Natural-language object grounding data:
------------------------

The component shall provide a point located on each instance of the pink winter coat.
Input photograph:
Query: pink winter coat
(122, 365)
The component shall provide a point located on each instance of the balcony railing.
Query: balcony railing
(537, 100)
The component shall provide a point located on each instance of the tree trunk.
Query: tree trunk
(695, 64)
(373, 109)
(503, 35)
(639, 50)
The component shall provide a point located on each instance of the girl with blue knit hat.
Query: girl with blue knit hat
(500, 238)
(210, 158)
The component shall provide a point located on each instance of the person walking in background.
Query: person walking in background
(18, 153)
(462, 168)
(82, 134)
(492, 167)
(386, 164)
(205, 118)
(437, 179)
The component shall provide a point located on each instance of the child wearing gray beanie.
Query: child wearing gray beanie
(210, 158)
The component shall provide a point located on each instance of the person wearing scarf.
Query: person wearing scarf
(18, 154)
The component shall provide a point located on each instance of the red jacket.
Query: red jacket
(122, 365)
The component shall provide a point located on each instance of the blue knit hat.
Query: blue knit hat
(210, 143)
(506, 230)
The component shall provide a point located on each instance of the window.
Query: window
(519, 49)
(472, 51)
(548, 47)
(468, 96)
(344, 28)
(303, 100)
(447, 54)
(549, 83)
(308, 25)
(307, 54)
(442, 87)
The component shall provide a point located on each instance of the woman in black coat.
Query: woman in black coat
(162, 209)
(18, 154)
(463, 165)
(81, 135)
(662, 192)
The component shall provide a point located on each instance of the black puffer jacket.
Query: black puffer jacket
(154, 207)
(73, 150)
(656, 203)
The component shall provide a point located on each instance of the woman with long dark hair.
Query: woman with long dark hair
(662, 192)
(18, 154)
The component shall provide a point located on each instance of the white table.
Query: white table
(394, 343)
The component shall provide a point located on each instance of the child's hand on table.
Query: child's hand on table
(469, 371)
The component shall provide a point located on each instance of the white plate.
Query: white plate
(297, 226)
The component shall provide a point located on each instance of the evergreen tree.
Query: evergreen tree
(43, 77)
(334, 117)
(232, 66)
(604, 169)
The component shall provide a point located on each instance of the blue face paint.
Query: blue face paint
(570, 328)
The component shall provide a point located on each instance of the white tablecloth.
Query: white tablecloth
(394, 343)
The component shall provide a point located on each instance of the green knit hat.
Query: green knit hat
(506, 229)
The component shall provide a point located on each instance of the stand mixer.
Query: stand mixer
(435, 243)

------------------------

### Task statement
Reprint exactly the lines above that start at the one with "person wearing scarf." and end at the one with "the blue knit hat.", keeping both and adding none.

### Reply to the task
The component shall provide a point located on each instance of the person wearing scarf.
Query: person wearing scarf
(18, 154)
The component shall provide a point located on each instance of the red jacket.
Query: red jacket
(122, 365)
The component shall provide a point located on each instance of the blue knit hat.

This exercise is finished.